- Document excerpt

┌────────

BEIJING: China’s economy weakened further in August after stringent virus controls curbed consumer spending and travel during the peak summer holiday break, worsening the growth outlook at a time when property curbs are also starting to bite.
Retail sales growth slowed sharply to 2.5% from a year ago, the National Bureau of Statistics said on Wednesday, lower than the 7% estimate in a Bloomberg survey of economists. Industrial output rose 5.3%, versus the median estimate of 5.8%. Fixed-asset investment in the first eight months of the year was largely in line with projections, rising 8.9%. The unemployment rate was unchanged at 5.1%.
Even before the delta variant outbreak from late July, consumers had been cautious to spend, failing to make a comeback to pre-pandemic levels. More recently, regulatory crackdowns in property and education services have weighed on consumer sentiment.
“Markets so far have significantly underestimated the scale of growth slowdown in the second half,” said Lu Ting, chief China economist at Nomura Holdings Inc in Hong Kong. Authorities will stick to their approach of “short-term pains in order to seek long-term gains,” and will likely maintain property curbs and restricting output of some industrial goods to meet anti-pollution goals, he said.
China’s 10-year government bond futures climbed for the first time in three days. The CSI 300 Index pared its loss slightly after the data dump, down 0.6% as of 11:12 am in Shanghai.
With economic risks building, policy makers are ramping up support for smaller businesses, and pledging better use of local government bonds. Many economists expect the People’s Bank of China to cut the reserve requirement ratio for banks again in coming months following a surprise reduction in July.
The PBOC maintained its measured policy approach Wednesday by rolling over its medium-term loans coming due rather than injecting more liquidity.
The virus control measures caused a slump in retail sales and spending on services last month as many people stopped going out to restaurants and shops and canceled holidays. The services sector contracted in August for the first time since early 2020, recent purchasing managers’ surveys showed.
The breakdown of retail sales data shows the impact of the virus controls: restaurant & catering contracted 4.5% in August from a year ago after climbing 14.3% in the previous month, while clothing sales were down 6%.
While China quickly brought the late-July outbreak under control, a new virus cluster has developed in southern China this month, suggesting consumers will remain cautious for longer.

└────────

- Information shown

┌────────

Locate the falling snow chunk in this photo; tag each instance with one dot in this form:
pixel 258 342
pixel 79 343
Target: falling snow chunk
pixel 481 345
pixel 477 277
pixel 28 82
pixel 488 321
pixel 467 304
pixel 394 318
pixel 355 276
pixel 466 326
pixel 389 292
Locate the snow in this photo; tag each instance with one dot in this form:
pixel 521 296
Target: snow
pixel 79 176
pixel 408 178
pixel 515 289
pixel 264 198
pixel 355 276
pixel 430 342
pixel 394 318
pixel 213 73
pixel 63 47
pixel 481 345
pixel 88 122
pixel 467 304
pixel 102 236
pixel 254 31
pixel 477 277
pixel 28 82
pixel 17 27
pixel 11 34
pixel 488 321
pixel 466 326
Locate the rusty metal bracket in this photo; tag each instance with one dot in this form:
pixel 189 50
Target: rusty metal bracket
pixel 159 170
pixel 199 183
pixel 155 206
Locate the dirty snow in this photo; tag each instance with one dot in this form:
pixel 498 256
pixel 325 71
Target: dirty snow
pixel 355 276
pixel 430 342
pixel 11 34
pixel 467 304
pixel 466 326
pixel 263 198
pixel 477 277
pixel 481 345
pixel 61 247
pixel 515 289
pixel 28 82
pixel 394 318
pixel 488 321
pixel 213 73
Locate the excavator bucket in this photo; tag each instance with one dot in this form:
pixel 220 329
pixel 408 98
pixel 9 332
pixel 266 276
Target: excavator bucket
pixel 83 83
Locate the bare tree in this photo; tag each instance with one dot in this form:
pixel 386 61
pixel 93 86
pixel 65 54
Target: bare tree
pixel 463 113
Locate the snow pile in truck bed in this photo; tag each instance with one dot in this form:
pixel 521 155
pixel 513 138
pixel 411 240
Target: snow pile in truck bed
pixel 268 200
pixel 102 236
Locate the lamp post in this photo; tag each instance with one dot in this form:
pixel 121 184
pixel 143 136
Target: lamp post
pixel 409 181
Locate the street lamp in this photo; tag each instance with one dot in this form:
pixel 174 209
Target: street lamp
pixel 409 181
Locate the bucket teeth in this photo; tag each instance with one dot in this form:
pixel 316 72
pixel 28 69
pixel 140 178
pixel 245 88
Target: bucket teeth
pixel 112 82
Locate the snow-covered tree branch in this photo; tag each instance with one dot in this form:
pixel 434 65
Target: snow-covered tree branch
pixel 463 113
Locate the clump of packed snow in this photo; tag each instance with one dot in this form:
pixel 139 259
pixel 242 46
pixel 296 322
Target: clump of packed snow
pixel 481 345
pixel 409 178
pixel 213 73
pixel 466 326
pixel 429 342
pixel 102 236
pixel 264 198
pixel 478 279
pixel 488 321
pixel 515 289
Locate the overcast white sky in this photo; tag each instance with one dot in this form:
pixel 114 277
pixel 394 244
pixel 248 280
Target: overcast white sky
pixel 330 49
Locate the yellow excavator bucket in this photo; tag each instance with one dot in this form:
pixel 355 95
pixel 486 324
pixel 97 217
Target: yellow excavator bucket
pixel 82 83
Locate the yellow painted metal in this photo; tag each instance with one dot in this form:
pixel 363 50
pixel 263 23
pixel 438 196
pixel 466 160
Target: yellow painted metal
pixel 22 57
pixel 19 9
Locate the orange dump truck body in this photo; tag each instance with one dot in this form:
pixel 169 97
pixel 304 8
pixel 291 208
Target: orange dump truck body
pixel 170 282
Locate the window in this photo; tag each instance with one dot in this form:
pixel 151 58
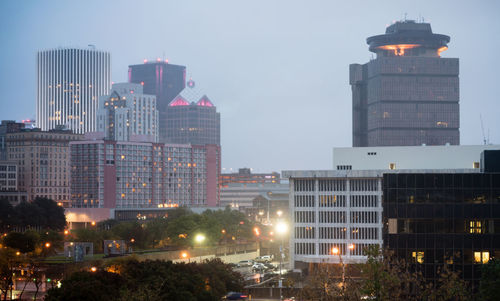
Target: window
pixel 481 257
pixel 418 256
pixel 476 227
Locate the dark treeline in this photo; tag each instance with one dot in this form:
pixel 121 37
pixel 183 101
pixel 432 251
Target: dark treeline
pixel 149 280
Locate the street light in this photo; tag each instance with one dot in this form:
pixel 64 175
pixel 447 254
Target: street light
pixel 336 251
pixel 199 238
pixel 281 229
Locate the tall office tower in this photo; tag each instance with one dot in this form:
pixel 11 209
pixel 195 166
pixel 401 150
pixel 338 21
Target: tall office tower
pixel 43 163
pixel 7 126
pixel 162 79
pixel 69 83
pixel 408 95
pixel 126 113
pixel 192 118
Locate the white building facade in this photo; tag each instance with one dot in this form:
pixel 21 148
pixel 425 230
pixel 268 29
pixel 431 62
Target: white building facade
pixel 409 157
pixel 333 209
pixel 69 83
pixel 126 112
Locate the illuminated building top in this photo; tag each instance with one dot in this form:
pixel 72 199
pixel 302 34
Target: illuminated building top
pixel 408 38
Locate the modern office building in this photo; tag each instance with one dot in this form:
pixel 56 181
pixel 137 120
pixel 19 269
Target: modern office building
pixel 351 199
pixel 42 158
pixel 437 217
pixel 69 83
pixel 127 112
pixel 161 79
pixel 129 174
pixel 245 176
pixel 7 126
pixel 409 94
pixel 333 209
pixel 409 157
pixel 192 118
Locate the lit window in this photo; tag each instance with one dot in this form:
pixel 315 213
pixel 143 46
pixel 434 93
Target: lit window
pixel 419 256
pixel 481 257
pixel 475 227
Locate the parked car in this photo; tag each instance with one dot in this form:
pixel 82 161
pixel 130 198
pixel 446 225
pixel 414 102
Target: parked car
pixel 245 263
pixel 235 296
pixel 258 266
pixel 264 258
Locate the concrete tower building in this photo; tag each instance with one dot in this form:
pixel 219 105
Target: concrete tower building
pixel 161 79
pixel 192 118
pixel 126 113
pixel 69 83
pixel 408 95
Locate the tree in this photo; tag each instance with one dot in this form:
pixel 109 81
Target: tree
pixel 100 285
pixel 23 242
pixel 489 287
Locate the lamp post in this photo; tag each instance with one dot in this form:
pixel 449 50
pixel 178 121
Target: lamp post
pixel 281 229
pixel 199 238
pixel 335 251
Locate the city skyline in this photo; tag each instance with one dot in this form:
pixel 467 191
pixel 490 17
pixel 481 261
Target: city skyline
pixel 276 70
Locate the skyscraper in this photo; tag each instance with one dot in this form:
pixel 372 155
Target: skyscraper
pixel 409 94
pixel 162 79
pixel 127 112
pixel 192 118
pixel 69 83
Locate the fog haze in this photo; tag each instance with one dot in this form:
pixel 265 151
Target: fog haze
pixel 277 71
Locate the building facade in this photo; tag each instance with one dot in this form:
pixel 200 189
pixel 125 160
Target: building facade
pixel 245 176
pixel 333 209
pixel 163 80
pixel 43 164
pixel 192 118
pixel 7 126
pixel 9 189
pixel 69 83
pixel 409 157
pixel 409 94
pixel 451 217
pixel 127 174
pixel 127 112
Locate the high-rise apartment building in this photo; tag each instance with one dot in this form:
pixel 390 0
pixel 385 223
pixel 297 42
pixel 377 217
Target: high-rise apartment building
pixel 126 174
pixel 161 79
pixel 127 112
pixel 192 118
pixel 69 83
pixel 409 94
pixel 42 158
pixel 7 126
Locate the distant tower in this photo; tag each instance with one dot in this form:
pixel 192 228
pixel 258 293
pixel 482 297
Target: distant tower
pixel 69 83
pixel 128 114
pixel 192 118
pixel 408 95
pixel 161 79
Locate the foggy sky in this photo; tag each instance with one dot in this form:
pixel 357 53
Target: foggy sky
pixel 277 71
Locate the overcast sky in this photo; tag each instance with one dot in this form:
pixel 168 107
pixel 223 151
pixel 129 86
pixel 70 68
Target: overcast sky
pixel 276 70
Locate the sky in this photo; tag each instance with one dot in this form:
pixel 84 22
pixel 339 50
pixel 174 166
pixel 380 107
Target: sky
pixel 278 71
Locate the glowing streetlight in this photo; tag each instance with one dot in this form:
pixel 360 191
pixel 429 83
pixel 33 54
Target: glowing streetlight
pixel 281 229
pixel 199 238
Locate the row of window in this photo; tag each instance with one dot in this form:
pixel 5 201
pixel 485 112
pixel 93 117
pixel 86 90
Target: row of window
pixel 360 217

└────────

- Activity 1
From the article on China's economy in August, list each economic indicator that the National Bureau of Statistics figures cover, with the value reported for it.
- Activity 2
Answer these questions from the article on China's economy in August.
(a) What position does Lu Ting hold?
(b) By how much did restaurant and catering sales change in August from a year ago?
(c) What did the PBOC do with its medium-term loans coming due on Wednesday?
- Activity 3
Does each statement agree with the article on China's economy in August? Answer yes or no, and quote the words from the article that decide it.
(a) Industrial output grew faster than economists' median estimate.
(b) The services sector contracted in August for the first time since early 2020.
(c) The CSI 300 Index was up after the data release.

- Your solution 1
- Retail sales growth: 2.5% from a year ago
- Industrial output: rose 5.3%
- Fixed-asset investment in the first eight months of the year: rose 8.9%
- Unemployment rate: unchanged at 5.1%

- Your solution 2
(a) Chief China economist at Nomura Holdings Inc in Hong Kong.
(b) They contracted 4.5%.
(c) It rolled them over rather than injecting more liquidity.

- Your solution 3
(a) No: "Industrial output rose 5.3%, versus the median estimate of 5.8%."
(b) Yes: "The services sector contracted in August for the first time since early 2020"
(c) No: "down 0.6% as of 11:12 am in Shanghai"